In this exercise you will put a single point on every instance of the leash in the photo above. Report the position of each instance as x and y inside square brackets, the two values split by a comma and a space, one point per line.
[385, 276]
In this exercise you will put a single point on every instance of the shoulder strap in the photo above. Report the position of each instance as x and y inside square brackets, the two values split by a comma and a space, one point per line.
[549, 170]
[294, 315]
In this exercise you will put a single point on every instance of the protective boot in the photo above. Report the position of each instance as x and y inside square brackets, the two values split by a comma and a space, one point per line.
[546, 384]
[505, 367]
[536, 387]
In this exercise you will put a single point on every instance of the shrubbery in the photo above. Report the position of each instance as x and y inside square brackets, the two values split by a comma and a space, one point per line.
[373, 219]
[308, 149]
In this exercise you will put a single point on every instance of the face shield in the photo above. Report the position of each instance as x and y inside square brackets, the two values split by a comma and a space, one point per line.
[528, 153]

**Given exercise:**
Update all the records above, replacing "exercise" with "task" and leaving everything else unchanged.

**Reply:**
In this task you will put a single point on every instance of the leash in the photo above. Report the position of each instance as x and y inside square brackets, the two values split by a comma and a space, one point per line.
[385, 276]
In this task you will put a single point on every instance of the shoulder strap in the photo above. Report the position of each instance as x and y inside square brackets, the two values split by a comma and a space, one point per line.
[549, 170]
[294, 315]
In this task you will put a single point on every instance of the protective boot in the photo above. Report the position of each instance as x and y inside square brackets, the two values split by a comma and a space, one point per line.
[546, 384]
[505, 367]
[536, 387]
In this task you will put a single point on every instance of the shrubbery in the photo above. Report the position of each instance as x and y inside square brackets, the two values split by a comma and a space, one point per line.
[373, 219]
[308, 149]
In this task you will put a single point on every instance of the face shield in the photo above. Report the position of each instance as x and y inside square brackets, the two values split by a comma and a space, one point per line.
[528, 153]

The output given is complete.